OBJECTIVE = Edit the material starting at its beginning and ending at the line that contains "230), (369, 205)]", replacing "house" with "building" and changing nothing else. Return only those edited lines.

DATA SECTION =
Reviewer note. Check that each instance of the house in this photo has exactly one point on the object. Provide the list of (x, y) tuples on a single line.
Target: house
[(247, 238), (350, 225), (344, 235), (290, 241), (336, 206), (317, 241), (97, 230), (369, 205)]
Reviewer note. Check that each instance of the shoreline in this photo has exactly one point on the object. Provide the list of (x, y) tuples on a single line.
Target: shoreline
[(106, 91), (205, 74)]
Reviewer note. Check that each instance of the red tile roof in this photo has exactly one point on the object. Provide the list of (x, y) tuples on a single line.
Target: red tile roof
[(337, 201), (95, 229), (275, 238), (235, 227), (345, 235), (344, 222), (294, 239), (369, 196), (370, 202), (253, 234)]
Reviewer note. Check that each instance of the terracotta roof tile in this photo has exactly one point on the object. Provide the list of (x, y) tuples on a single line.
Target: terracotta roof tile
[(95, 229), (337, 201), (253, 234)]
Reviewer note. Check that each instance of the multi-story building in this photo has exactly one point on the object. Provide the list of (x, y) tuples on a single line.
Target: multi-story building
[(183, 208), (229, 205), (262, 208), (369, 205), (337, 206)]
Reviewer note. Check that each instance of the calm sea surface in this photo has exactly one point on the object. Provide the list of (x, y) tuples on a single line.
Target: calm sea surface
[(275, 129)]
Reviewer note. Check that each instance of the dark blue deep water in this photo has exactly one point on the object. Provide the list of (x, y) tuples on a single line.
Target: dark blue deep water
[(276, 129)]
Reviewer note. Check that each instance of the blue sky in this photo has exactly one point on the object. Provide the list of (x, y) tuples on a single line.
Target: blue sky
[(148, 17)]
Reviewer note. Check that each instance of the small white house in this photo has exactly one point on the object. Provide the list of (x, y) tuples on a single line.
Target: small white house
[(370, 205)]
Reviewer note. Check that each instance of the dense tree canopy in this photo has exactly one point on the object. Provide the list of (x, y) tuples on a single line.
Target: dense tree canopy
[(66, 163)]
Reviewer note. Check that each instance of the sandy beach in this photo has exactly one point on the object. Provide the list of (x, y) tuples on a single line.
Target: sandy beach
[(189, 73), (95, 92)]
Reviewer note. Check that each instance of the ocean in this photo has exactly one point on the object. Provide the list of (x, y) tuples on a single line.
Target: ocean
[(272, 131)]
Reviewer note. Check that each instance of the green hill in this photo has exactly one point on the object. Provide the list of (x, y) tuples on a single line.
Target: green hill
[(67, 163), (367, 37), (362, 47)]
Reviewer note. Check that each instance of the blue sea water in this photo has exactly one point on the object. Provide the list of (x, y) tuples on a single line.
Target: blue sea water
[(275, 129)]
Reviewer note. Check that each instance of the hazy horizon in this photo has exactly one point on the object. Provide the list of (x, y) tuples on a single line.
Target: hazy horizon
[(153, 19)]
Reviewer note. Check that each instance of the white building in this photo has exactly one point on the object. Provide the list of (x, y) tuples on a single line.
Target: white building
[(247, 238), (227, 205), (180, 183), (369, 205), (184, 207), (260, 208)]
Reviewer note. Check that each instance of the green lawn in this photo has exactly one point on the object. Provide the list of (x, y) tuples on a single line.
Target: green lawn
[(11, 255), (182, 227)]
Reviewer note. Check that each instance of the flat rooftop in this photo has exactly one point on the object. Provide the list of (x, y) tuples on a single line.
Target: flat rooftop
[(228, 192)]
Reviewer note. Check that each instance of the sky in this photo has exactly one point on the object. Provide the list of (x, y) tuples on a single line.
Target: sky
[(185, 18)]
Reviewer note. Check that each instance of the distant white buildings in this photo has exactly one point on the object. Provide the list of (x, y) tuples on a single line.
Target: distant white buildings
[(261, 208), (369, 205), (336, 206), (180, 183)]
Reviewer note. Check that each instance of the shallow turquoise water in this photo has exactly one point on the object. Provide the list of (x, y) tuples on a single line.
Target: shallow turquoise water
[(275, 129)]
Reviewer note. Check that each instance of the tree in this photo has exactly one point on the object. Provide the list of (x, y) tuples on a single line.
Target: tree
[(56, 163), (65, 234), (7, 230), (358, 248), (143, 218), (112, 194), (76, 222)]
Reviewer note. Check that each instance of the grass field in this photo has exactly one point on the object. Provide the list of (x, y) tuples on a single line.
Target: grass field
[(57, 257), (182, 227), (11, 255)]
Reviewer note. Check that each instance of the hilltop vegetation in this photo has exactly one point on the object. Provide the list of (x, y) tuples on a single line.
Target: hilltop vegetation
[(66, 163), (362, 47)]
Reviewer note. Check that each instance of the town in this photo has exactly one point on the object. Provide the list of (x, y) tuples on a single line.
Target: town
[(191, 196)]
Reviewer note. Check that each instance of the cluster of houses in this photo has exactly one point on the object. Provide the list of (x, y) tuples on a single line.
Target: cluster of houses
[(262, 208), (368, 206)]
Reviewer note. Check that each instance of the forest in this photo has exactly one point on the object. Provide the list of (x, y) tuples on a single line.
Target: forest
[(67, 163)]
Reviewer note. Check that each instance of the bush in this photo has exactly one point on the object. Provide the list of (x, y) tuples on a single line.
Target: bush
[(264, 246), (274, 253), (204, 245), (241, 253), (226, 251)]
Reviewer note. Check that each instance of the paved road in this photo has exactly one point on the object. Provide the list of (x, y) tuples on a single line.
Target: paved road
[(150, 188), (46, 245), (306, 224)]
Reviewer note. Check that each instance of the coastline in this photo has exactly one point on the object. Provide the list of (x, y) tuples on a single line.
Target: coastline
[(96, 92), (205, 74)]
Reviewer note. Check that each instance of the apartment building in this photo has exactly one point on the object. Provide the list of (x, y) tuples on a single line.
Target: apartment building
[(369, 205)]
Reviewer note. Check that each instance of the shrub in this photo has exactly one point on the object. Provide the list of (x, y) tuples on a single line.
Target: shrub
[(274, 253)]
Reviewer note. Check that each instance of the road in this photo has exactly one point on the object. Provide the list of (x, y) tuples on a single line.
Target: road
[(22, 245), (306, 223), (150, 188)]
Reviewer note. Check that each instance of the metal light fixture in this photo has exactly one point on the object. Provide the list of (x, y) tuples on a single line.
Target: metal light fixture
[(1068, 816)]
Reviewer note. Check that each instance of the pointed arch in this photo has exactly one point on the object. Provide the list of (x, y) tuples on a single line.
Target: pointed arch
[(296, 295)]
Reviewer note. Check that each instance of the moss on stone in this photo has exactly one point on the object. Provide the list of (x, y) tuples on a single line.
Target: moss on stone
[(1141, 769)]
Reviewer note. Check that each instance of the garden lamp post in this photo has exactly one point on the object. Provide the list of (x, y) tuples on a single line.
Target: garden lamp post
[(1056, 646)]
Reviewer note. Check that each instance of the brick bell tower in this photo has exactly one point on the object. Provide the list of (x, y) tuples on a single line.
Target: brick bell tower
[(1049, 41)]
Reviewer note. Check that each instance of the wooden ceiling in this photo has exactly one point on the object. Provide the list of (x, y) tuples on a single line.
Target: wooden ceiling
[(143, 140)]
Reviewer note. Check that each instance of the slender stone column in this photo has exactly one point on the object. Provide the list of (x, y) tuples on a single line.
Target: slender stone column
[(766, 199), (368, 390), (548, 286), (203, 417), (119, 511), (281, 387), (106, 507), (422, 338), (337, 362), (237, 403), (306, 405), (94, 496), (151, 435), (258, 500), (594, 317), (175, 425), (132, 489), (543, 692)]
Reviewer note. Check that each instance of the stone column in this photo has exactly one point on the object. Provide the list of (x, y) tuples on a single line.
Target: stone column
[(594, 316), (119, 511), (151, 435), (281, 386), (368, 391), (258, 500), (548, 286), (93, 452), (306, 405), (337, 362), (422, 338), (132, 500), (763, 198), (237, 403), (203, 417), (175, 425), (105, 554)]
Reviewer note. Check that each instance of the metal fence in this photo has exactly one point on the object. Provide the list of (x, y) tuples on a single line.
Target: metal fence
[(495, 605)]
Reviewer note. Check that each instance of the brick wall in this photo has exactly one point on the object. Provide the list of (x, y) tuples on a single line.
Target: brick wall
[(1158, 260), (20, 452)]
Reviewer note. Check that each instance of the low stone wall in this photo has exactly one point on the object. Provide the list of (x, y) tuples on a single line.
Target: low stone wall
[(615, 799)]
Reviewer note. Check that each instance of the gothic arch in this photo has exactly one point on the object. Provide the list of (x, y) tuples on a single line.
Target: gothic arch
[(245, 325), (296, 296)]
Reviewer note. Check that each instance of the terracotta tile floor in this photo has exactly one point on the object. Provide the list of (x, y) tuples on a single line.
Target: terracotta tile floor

SOLUTION =
Reviewer note. Check that each instance of the building in this photo has exactly one point on the object. Provide the list of (x, y) tuples on a single line.
Target: building
[(247, 238), (350, 225), (344, 235), (290, 241), (336, 206), (317, 241), (97, 230), (369, 205)]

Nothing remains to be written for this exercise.